[EXTRACTED TEXT]:

——

Light and Luscious Mozzarella and Basil Pockets

Melted Mozzarella Cheese with Sun Dried Tomatoes, Peppers and Herbs

© Jack Montgomery

Sep 7, 2009
Red Peppers on Mozzarella Packets, Jack Montgomery
A seductive fusion of taste bud pleasing fresh flavours which takes minutes to prepare and cook, making it a perfect choice for a tantalising midweek dinner.

Mozzarella and basil go together like strawberries and cream; they’re a classic partnership. Throw juicy ripe tomatoes and eye-stingingly fresh onions into the mix and the result is an orgy of fresh, palate pleasing Mediterranean flavours. They’re the base for any number of flirty Italian salads. Think of them being served drizzled with olive oil and partnered by a young lively red wine and it’s almost impossible not to imagine the sun shining as an accompaniment.

This recipe for melted mozzarella and basil pockets takes the sunny ‘fab four’ and introduces them to a few new friends, resulting in a savoury surprise package which delivers a lip smacking ‘melt in the mouth’ dining experience that even the most culinary-challenged can conjure up in no time.

——

[RECORDS SUPPLIED]:
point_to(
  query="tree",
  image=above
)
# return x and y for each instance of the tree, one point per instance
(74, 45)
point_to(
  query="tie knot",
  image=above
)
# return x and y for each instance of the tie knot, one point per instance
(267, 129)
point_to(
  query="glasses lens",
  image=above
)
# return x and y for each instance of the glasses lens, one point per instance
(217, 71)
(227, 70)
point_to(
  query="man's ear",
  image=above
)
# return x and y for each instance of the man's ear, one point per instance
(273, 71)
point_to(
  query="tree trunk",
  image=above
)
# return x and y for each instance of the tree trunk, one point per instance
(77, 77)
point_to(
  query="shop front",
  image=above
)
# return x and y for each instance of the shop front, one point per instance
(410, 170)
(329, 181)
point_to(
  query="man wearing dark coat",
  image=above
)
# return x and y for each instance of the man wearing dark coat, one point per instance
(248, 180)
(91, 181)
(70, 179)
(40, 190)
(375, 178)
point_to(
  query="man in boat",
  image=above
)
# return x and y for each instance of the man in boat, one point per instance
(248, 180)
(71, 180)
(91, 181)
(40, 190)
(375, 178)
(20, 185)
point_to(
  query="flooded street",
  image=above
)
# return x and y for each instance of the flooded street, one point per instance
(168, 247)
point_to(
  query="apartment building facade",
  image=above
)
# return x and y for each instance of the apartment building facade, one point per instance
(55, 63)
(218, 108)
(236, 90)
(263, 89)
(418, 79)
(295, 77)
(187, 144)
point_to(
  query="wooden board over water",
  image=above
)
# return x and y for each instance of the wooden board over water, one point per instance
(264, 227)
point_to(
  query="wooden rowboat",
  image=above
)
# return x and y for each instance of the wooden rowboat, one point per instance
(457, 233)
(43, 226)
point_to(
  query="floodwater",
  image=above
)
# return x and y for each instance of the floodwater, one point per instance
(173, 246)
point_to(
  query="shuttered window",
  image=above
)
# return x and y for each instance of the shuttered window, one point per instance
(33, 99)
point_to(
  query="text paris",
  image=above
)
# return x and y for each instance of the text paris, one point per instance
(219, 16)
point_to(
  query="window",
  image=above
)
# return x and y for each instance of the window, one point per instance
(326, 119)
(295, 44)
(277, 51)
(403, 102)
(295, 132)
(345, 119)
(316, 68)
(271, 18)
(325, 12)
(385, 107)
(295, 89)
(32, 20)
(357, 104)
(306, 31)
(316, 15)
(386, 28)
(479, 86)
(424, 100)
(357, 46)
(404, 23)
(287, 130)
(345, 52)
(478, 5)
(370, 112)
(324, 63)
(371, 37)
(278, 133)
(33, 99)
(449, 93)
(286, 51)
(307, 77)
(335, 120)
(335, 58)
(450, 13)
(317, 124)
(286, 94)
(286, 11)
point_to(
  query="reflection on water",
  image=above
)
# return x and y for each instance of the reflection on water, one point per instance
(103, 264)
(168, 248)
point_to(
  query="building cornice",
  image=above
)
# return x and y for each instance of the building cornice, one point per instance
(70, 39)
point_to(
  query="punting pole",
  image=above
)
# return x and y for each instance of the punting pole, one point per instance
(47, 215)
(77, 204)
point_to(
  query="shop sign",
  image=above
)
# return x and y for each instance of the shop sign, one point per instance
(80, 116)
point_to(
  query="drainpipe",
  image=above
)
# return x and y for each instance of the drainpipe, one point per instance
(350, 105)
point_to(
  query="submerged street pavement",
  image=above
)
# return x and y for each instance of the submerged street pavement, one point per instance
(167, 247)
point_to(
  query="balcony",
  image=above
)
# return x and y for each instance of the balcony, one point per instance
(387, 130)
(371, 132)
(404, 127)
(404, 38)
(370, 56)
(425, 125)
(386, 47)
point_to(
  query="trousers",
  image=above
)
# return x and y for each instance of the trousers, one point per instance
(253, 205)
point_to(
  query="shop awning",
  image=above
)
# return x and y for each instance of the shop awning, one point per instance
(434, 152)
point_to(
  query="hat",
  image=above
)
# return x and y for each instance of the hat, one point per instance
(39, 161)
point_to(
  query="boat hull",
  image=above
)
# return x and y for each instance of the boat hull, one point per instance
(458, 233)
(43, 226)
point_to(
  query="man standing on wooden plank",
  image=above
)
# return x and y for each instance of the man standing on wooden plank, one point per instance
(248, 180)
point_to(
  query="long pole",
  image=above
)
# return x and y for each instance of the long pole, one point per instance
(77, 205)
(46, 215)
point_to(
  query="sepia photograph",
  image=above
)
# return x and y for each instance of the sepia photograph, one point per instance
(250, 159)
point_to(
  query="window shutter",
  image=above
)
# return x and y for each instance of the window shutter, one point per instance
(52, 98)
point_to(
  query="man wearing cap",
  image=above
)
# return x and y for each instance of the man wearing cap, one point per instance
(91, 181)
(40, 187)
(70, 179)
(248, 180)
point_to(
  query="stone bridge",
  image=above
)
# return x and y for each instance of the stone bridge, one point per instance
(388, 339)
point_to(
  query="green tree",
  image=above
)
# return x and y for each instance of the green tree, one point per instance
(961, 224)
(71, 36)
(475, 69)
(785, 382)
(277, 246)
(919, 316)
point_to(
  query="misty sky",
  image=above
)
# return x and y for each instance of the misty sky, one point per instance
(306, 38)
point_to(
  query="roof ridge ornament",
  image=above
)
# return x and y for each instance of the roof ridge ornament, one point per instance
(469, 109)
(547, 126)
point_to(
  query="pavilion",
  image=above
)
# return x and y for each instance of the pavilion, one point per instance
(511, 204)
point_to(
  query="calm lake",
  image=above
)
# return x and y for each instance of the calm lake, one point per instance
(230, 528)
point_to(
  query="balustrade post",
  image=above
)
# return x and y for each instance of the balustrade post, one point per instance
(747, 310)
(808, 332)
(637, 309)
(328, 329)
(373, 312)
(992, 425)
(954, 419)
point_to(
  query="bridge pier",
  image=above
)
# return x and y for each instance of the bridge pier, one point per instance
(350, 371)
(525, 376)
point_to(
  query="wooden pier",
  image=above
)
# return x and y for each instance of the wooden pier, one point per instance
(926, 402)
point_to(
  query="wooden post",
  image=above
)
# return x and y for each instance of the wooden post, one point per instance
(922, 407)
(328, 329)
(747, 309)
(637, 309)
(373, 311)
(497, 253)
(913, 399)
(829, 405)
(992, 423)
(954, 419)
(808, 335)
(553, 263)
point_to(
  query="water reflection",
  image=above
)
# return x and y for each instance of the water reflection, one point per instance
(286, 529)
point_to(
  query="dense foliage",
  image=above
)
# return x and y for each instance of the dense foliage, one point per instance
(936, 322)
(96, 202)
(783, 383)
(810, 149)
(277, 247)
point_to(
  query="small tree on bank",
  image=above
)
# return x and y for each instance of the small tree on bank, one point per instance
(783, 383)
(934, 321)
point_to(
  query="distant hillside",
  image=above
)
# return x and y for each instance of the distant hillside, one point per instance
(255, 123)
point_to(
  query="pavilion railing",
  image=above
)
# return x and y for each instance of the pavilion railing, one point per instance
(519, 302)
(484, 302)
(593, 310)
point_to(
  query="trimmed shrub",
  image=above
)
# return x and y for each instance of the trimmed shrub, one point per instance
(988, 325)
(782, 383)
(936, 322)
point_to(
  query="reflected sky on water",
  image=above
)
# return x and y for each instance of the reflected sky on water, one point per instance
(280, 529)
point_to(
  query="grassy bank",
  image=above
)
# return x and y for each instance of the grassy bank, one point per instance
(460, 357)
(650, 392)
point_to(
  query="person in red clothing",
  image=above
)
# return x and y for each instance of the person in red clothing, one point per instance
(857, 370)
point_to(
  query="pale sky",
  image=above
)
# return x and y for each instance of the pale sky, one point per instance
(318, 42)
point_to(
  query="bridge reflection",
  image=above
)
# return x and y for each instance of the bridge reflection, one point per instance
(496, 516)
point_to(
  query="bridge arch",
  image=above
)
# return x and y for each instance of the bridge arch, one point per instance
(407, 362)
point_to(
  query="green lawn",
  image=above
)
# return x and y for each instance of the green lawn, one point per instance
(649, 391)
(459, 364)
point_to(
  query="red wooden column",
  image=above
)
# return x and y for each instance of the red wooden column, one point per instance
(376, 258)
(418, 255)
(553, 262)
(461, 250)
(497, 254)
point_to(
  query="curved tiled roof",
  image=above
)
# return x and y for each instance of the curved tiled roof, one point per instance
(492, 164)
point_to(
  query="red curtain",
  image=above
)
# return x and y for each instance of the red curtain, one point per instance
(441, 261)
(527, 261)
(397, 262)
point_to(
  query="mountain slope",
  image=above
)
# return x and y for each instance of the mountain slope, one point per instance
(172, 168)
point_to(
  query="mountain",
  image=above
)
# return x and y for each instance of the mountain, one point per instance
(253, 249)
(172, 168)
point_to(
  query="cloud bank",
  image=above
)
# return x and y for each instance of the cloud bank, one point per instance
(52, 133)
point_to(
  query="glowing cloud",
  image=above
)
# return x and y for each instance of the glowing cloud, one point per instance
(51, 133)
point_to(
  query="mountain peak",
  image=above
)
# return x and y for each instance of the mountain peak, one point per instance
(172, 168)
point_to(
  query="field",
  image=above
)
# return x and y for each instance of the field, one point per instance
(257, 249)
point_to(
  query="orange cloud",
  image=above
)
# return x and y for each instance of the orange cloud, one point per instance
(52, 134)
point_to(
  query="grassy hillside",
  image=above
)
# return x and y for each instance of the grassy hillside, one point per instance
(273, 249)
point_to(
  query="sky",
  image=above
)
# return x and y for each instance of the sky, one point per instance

——

[WRITTEN TASK]:
Reproduce the passage of the mozzarella and basil pockets text from "Melted Mozzarella Cheese" up to and including "tantalising midweek dinner.", word for word.

[FULL OUTPUT]:
Melted Mozzarella Cheese with Sun Dried Tomatoes, Peppers and Herbs

© Jack Montgomery

Sep 7, 2009
Red Peppers on Mozzarella Packets, Jack Montgomery
A seductive fusion of taste bud pleasing fresh flavours which takes minutes to prepare and cook, making it a perfect choice for a tantalising midweek dinner.